## SELECTION:
Loved the video. It has a great explanation. I couldn't find how to implement randomness into L systems on UA-cam, but I found it in this video. I'm a third-year undergraduate at the University of Greenwich, doing a thesis on procedurally generating flora for game-ready assets. I am implementing an L system in Python for Blender.
I'm really glad it was helpful. I'd love to see the thesis when it's done if you don't mind sharing. As you can probably tell procedurally generated assets, and especially plants, are one of my favorite topics. Through our on-campus game studio we've worked with procedurally generated opponents (not plants) - you might want to check out Project Hastur store.steampowered.com/app/800700/Project_Hastur/ The creatures are procedurally generated.
Hm, if you're already just growing the lines in this manner, maybe you could use Brownian motion when splitting lines? This would create more interesting lines maybe?
What do you mean by using Brownian motion? I like the idea of adding more randomness to the branching, but I'm not sure how to apply Brownian motion in particular.

## GIVEN TASK 1:
Can you turn the records, starting at the line that contains "of the signal" and ending at the last line of the records, into a JSON list of strings with one string per line and blank lines left out?

## DATASET EXCERPTS:
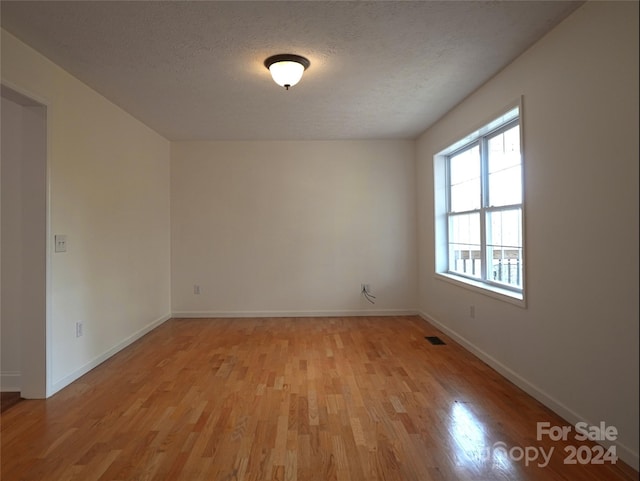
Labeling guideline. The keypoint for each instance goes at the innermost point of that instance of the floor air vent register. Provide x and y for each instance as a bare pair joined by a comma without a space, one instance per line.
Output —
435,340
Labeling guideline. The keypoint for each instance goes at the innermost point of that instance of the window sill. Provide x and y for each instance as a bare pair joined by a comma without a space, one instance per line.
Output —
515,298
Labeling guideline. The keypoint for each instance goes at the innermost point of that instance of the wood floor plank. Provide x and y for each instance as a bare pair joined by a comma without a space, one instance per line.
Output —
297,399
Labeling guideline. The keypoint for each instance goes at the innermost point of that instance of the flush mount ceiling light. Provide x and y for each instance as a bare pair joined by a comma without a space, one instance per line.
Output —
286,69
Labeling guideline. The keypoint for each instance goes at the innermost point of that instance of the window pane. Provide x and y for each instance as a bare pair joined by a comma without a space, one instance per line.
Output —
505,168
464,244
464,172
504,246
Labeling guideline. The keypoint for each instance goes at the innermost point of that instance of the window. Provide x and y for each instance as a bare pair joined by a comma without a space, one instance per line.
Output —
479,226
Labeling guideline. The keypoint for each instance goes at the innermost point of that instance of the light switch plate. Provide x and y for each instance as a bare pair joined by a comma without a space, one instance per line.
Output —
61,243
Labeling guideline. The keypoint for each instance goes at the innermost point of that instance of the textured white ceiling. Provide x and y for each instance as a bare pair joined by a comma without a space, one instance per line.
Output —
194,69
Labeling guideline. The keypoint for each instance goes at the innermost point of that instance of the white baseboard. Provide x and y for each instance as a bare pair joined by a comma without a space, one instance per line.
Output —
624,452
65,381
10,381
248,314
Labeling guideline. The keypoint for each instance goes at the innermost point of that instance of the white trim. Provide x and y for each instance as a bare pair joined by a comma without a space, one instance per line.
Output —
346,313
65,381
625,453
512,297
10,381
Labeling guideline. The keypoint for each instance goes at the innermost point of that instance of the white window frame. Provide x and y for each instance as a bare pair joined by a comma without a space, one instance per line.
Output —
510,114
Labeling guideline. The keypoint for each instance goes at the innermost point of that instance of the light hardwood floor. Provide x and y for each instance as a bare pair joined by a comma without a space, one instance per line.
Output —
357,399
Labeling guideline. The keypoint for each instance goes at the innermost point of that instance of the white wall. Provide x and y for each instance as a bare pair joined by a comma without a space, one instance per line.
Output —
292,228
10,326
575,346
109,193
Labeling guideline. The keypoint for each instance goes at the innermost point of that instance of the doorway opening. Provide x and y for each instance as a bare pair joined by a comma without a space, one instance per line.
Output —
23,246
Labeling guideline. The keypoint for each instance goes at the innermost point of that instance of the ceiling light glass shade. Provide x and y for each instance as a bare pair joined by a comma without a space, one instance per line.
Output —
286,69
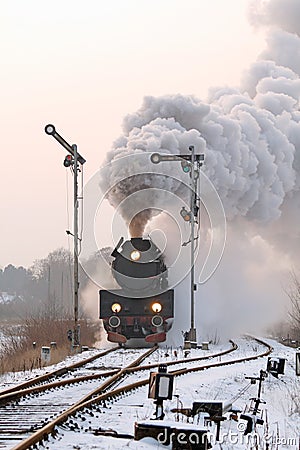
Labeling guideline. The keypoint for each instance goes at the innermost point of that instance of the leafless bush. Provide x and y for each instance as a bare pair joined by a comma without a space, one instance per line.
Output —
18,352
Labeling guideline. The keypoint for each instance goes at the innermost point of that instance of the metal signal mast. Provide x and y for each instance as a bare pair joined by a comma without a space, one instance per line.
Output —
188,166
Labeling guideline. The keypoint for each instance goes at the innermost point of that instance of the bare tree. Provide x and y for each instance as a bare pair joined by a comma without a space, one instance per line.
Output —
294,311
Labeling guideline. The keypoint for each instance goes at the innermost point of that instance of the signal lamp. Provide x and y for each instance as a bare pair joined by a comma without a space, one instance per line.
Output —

## GIVEN TASK 2:
In the comment thread about procedural L systems, which university does the commenter writing the thesis attend?

## ANSWER 1:
[
  "Labeling guideline. The keypoint for each instance goes at the innermost point of that instance of the signal lamp. Provide x and y for each instance as a bare pair joined by a comma without a space, one instance per line.",
  "Output —"
]

## ANSWER 2:
The University of Greenwich.